[Records for this task]:
Start of Block
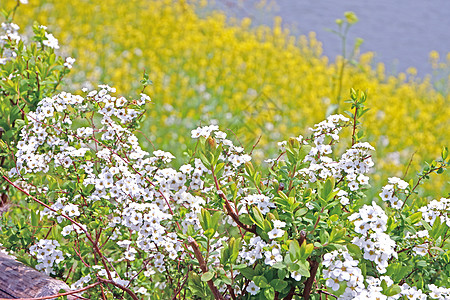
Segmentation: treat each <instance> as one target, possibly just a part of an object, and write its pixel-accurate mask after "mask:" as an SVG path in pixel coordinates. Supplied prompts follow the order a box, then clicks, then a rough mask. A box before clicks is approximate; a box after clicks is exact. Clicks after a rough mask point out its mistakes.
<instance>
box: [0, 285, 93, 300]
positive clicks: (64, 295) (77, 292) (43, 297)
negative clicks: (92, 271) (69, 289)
mask: <svg viewBox="0 0 450 300" xmlns="http://www.w3.org/2000/svg"><path fill="white" fill-rule="evenodd" d="M99 284H100V282H95V283H93V284H91V285H88V286H86V287H84V288H81V289H79V290H76V291H71V292H67V293H62V294H56V295H51V296H45V297H39V298H18V299H17V300H46V299H55V298H58V297H62V296H67V295H72V294H75V293H79V292H83V291H86V290H88V289H90V288H93V287H94V286H97V285H99ZM74 296H76V297H78V296H77V295H74ZM0 300H8V298H0Z"/></svg>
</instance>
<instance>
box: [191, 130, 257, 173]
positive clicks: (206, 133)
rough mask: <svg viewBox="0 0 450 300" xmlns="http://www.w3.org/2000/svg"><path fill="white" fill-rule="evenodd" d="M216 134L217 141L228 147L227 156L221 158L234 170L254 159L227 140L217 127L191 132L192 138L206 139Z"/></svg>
mask: <svg viewBox="0 0 450 300" xmlns="http://www.w3.org/2000/svg"><path fill="white" fill-rule="evenodd" d="M212 133H214V137H215V139H216V140H217V141H218V142H219V143H222V145H223V146H227V147H228V153H227V154H226V158H225V156H221V158H222V159H224V160H225V159H226V160H227V161H228V162H229V163H231V165H232V166H233V167H234V168H238V167H240V166H241V165H242V164H245V163H246V162H249V161H250V160H251V159H252V158H251V156H250V155H248V154H245V153H244V148H242V147H236V146H234V145H233V142H232V141H230V140H228V139H227V138H226V136H227V134H226V133H225V132H222V131H220V130H219V126H217V125H209V126H203V127H198V128H196V129H194V130H192V131H191V137H192V138H199V137H204V138H208V137H210V136H212Z"/></svg>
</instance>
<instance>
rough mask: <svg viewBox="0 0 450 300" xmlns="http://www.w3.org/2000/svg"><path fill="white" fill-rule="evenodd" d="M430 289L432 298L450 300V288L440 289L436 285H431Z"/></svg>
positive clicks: (438, 287)
mask: <svg viewBox="0 0 450 300" xmlns="http://www.w3.org/2000/svg"><path fill="white" fill-rule="evenodd" d="M428 288H429V289H430V291H431V292H430V294H429V296H430V298H432V299H439V300H447V299H450V288H444V287H439V286H436V285H434V284H429V285H428Z"/></svg>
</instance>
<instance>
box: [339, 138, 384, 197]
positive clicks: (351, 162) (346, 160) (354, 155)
mask: <svg viewBox="0 0 450 300" xmlns="http://www.w3.org/2000/svg"><path fill="white" fill-rule="evenodd" d="M374 150H375V148H374V147H372V146H371V145H370V144H369V143H357V144H354V145H353V146H352V147H351V148H350V149H348V150H347V151H345V153H344V154H343V155H342V156H341V159H340V160H339V169H340V170H342V171H343V173H344V174H345V179H346V180H347V181H348V187H349V189H350V191H352V192H353V191H356V190H358V189H359V187H360V185H367V184H369V177H368V176H366V175H364V174H367V173H369V171H370V170H371V168H372V167H373V165H374V163H373V161H372V158H371V156H370V151H374Z"/></svg>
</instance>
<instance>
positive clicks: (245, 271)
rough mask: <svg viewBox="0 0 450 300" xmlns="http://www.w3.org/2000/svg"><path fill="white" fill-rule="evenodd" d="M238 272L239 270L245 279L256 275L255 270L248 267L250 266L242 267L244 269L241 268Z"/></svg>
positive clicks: (253, 276) (256, 273) (248, 278)
mask: <svg viewBox="0 0 450 300" xmlns="http://www.w3.org/2000/svg"><path fill="white" fill-rule="evenodd" d="M239 272H241V274H242V275H243V276H244V277H245V278H247V279H249V280H252V279H253V277H254V276H256V275H257V273H256V271H255V270H253V268H250V267H246V268H244V269H241V270H240V271H239Z"/></svg>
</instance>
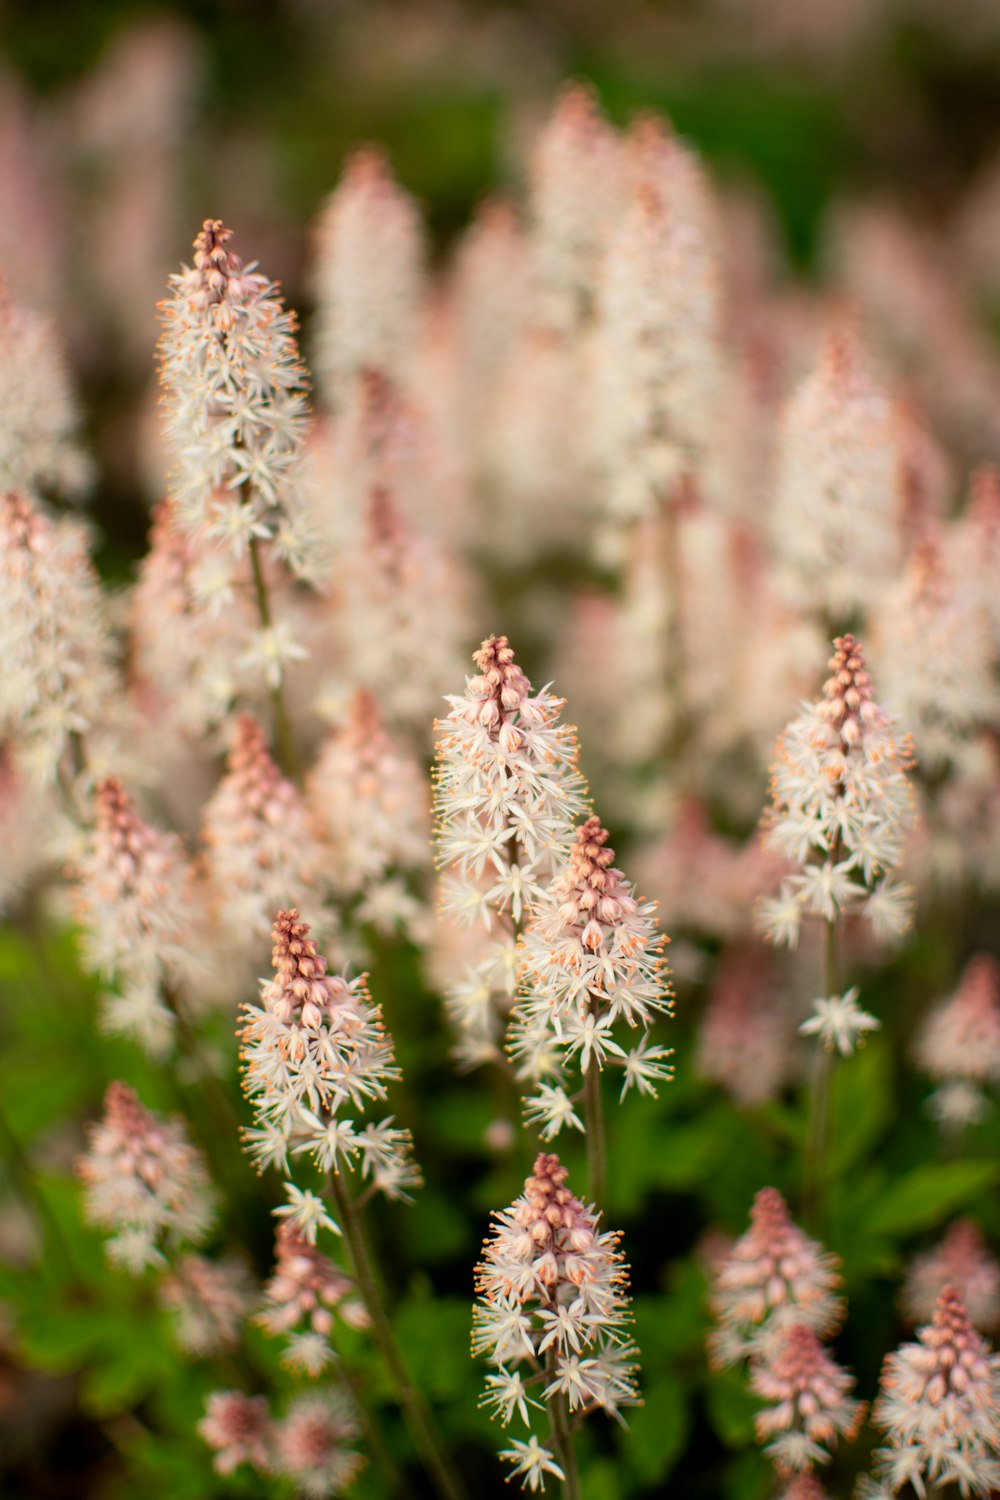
End of Block
[Problem details]: Copy word for word each line of the data above, from the first through the one containing "289L432 298L450 300V288L440", and include no pictures.

[Solution to the problem]:
Segmentation: treat each <instance> as one target, possibly just a part of an object, and write its pixel-accurate mask after "mask:" as an SVG path in pixel coordinates. Supplied prompts follow the order a box, then clicks, then a rough mask. A box before clicks is approximate; a box after clicks is exact. Clicks after a rough mask point out its mistakes.
<instance>
box: [0, 285, 93, 300]
positive clicks: (64, 295) (77, 292) (43, 297)
negative clicks: (92, 271) (69, 289)
mask: <svg viewBox="0 0 450 300" xmlns="http://www.w3.org/2000/svg"><path fill="white" fill-rule="evenodd" d="M99 284H100V282H95V283H93V284H91V285H88V286H86V287H84V288H81V289H79V290H76V291H71V292H67V293H62V294H56V295H51V296H45V297H39V298H18V299H17V300H46V299H55V298H58V297H62V296H67V295H72V294H75V293H79V292H83V291H86V290H88V289H90V288H93V287H94V286H97V285H99ZM74 296H76V297H78V296H77V295H74ZM0 300H8V298H0Z"/></svg>
</instance>
<instance>
box: [191, 130, 257, 173]
positive clicks: (206, 133)
rough mask: <svg viewBox="0 0 450 300" xmlns="http://www.w3.org/2000/svg"><path fill="white" fill-rule="evenodd" d="M216 134L217 141L228 147L227 156L221 158L234 170L254 159L227 140L217 127L191 132L192 138L206 139Z"/></svg>
mask: <svg viewBox="0 0 450 300" xmlns="http://www.w3.org/2000/svg"><path fill="white" fill-rule="evenodd" d="M212 133H214V137H215V139H216V140H217V141H218V142H219V143H222V145H223V146H227V147H228V153H227V154H226V158H225V156H221V158H222V159H224V160H225V159H226V160H227V161H228V162H229V163H231V165H232V166H233V167H234V168H238V167H240V166H241V165H242V164H245V163H246V162H249V161H250V160H251V159H252V158H251V156H250V155H248V154H245V153H244V148H242V147H236V146H234V145H233V142H232V141H230V140H228V139H227V138H226V136H227V134H226V133H225V132H222V131H220V130H219V126H217V125H209V126H203V127H198V128H196V129H194V130H192V131H191V137H192V138H199V137H204V138H208V137H210V136H212Z"/></svg>
</instance>
<instance>
rough mask: <svg viewBox="0 0 450 300" xmlns="http://www.w3.org/2000/svg"><path fill="white" fill-rule="evenodd" d="M430 289L432 298L450 300V288L440 289L436 285H431Z"/></svg>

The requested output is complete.